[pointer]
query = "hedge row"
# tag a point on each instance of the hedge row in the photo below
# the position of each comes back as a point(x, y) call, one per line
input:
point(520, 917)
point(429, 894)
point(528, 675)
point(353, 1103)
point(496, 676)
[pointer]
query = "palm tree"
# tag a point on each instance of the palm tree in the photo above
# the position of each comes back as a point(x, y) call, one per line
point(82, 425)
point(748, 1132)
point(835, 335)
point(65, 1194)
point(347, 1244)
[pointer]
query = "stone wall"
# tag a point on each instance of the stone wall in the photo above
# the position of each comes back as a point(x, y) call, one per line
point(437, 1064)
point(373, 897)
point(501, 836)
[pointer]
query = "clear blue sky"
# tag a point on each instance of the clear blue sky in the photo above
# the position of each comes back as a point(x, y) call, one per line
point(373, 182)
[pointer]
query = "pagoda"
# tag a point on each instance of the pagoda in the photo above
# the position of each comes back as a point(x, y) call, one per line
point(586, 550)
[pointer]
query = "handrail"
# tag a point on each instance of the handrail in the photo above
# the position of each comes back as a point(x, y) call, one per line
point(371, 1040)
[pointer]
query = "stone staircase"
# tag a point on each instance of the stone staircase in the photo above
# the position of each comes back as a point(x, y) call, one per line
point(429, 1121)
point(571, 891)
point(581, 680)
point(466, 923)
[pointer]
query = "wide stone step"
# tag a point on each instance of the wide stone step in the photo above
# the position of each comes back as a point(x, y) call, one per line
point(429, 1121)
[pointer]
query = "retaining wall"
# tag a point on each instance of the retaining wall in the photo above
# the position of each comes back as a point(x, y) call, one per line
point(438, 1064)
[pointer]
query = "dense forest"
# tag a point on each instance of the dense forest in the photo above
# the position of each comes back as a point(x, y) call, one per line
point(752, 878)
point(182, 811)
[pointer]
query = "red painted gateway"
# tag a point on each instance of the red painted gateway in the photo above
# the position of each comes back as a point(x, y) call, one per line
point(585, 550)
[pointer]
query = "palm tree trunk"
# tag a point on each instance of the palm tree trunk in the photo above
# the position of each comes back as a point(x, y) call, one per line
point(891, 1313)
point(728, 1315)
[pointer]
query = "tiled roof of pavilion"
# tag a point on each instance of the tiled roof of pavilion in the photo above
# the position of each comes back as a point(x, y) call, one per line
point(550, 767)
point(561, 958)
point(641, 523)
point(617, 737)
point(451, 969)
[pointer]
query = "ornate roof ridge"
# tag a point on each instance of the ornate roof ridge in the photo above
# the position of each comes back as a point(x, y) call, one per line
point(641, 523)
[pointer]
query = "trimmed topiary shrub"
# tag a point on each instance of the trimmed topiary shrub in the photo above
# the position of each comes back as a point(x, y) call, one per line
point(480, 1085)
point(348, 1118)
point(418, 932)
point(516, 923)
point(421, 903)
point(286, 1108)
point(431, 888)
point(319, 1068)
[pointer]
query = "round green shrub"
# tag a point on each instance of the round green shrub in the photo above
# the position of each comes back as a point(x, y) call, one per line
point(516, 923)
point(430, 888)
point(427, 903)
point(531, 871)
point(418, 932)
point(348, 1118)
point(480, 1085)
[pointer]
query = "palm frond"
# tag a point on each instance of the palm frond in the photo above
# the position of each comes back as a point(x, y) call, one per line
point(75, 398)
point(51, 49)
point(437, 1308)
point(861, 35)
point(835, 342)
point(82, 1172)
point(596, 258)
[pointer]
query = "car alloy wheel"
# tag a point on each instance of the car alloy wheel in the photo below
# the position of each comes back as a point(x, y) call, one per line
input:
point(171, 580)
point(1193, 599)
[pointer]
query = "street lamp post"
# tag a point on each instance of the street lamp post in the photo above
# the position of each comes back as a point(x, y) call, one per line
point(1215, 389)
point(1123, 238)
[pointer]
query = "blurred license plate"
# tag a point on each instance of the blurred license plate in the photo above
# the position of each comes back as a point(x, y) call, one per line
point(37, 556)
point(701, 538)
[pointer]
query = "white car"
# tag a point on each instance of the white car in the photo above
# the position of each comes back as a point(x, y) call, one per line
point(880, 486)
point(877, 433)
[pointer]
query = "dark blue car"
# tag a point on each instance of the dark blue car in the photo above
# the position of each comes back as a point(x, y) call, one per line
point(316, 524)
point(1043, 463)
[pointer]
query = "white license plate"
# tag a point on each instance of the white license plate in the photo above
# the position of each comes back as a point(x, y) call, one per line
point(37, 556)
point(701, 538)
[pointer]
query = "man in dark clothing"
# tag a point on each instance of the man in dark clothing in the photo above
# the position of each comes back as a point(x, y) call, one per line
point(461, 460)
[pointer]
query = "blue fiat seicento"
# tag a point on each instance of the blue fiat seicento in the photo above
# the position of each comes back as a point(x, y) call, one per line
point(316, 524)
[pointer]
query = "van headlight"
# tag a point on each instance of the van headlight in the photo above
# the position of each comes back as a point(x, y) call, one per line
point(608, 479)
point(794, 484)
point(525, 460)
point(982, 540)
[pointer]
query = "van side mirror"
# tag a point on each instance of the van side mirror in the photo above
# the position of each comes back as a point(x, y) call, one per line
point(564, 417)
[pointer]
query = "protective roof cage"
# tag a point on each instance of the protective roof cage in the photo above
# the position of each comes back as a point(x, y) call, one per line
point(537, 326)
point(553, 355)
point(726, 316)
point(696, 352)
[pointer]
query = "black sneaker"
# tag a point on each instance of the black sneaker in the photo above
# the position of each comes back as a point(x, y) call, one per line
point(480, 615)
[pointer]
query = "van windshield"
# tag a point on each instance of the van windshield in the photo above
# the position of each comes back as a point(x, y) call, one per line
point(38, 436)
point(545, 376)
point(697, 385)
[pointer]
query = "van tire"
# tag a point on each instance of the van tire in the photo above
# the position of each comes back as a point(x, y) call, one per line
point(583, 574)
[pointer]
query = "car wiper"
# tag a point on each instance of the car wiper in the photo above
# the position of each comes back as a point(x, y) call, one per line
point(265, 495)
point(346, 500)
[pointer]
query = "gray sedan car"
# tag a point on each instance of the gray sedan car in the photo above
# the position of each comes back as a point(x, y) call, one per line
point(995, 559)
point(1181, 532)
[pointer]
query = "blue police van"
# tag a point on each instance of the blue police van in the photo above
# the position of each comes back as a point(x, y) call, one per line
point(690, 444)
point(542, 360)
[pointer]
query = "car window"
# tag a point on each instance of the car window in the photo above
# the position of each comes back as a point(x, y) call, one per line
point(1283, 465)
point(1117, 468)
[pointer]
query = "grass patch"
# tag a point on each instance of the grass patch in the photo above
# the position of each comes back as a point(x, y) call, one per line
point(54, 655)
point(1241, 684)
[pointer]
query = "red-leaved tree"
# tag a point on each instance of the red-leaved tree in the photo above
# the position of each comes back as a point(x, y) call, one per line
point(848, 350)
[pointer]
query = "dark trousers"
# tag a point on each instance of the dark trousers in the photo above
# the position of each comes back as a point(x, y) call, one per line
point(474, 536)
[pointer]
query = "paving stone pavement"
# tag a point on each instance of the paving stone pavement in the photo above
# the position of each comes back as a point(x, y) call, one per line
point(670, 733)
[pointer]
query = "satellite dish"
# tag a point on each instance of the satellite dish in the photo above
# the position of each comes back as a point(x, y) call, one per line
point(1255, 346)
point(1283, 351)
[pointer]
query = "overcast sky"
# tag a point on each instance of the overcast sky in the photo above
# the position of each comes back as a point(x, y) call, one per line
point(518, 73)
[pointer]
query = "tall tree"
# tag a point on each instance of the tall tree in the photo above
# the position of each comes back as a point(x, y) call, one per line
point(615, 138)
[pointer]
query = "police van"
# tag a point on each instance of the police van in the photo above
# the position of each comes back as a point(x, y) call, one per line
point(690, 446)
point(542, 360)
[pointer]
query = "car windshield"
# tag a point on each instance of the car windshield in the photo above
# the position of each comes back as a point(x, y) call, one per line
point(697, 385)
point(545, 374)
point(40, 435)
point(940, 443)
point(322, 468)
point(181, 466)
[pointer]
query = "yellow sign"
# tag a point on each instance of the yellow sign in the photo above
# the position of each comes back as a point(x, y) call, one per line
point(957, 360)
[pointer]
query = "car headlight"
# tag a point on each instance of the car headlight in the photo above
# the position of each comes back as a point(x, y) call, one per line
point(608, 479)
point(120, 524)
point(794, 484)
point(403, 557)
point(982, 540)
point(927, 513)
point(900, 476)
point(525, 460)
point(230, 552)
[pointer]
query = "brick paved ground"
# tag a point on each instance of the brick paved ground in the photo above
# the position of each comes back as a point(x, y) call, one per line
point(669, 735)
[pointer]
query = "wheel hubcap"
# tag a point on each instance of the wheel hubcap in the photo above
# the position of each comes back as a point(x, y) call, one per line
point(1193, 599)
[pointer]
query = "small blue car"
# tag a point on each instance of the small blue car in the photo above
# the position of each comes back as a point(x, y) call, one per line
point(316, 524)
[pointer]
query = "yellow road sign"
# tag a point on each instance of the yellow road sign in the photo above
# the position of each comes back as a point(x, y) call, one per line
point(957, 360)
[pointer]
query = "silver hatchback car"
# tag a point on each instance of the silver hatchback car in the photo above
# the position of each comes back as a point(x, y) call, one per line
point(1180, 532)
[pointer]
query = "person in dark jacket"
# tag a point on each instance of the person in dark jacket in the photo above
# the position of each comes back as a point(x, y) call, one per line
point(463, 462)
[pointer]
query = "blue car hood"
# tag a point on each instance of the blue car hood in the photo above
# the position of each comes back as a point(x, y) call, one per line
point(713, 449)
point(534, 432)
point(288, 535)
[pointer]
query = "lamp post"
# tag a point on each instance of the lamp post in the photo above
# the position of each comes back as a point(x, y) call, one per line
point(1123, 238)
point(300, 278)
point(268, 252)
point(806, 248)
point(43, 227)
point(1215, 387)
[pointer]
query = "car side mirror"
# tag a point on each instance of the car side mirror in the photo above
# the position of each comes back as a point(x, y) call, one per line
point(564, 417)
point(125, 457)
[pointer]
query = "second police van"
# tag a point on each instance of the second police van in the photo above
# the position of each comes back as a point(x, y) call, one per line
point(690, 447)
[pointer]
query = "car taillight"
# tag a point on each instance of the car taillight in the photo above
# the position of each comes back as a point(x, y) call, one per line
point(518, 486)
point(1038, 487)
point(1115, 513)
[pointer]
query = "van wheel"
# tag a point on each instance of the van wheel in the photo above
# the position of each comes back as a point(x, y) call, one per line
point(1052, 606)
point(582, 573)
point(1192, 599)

§ To do
Every line of the listing that holds "ornate" should be found and copied.

§ Response area
query = "ornate roof ridge"
# tag a point on each instance of the ornate roof ridge in the photo above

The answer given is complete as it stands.